What to produce. Reproduce the records that begin at the line containing "of the arched" and continue through the end of the records, both ends included, with the requests left as they are. Scale every answer coordinate by 0.75, rounding to whole numbers with halves rounded up.
=======
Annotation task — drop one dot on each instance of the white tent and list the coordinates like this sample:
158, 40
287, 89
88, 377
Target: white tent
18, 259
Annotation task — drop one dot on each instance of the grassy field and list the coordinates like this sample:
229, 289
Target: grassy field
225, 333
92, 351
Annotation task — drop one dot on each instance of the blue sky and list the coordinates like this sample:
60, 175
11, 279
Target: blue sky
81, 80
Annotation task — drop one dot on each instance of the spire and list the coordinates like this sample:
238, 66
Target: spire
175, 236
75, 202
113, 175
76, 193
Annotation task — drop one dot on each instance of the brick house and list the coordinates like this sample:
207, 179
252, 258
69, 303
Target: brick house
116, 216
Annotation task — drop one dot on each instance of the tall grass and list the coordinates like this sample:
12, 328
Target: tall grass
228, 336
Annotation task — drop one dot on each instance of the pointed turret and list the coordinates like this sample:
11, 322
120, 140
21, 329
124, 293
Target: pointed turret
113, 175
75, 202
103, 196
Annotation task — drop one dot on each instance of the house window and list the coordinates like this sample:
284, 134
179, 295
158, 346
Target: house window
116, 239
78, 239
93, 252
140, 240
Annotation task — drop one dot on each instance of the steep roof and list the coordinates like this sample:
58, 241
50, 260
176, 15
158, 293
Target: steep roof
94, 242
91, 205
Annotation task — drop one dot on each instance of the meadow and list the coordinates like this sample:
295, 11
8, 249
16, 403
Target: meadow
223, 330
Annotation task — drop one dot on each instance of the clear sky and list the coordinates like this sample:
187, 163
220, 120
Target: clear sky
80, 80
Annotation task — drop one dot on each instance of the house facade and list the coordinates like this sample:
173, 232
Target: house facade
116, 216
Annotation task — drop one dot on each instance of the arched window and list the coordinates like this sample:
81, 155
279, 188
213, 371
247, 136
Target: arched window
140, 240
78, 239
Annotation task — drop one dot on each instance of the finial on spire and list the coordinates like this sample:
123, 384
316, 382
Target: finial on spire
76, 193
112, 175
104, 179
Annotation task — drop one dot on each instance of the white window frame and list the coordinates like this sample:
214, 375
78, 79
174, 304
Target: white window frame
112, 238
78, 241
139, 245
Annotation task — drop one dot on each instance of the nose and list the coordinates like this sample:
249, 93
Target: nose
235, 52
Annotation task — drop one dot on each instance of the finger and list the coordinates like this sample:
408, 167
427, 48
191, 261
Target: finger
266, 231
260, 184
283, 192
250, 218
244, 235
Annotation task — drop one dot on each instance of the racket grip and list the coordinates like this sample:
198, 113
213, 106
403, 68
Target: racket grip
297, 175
=======
Complete answer.
Annotation task — drop one dot on each instance of the arched window and list the coordinates like this sample:
81, 155
279, 188
213, 371
247, 136
Target: arched window
105, 180
59, 179
Annotation task — drop one dot on each instance of the finial on spire and list the coordinates like this sample:
123, 384
316, 382
Target: finial on spire
57, 145
84, 131
78, 134
Annotation task — drop one dot on each instance of the white window frame and list the coordinates like this sample:
214, 375
78, 79
174, 304
Target: white window frame
84, 179
59, 181
104, 184
Annotation task — drop one dot on each instance of the nose and list the coordinates like this sample:
249, 93
Target: nose
176, 39
Annotation task — drop one dot on each instance of the finger and list the coordinates like this sample:
408, 167
427, 48
191, 261
Target: finger
200, 173
195, 138
212, 144
188, 164
183, 176
Annotation task — drop one dot on each instance of the racket grip and list the coordinates like this sample:
198, 113
213, 106
403, 68
Target: racket grip
223, 131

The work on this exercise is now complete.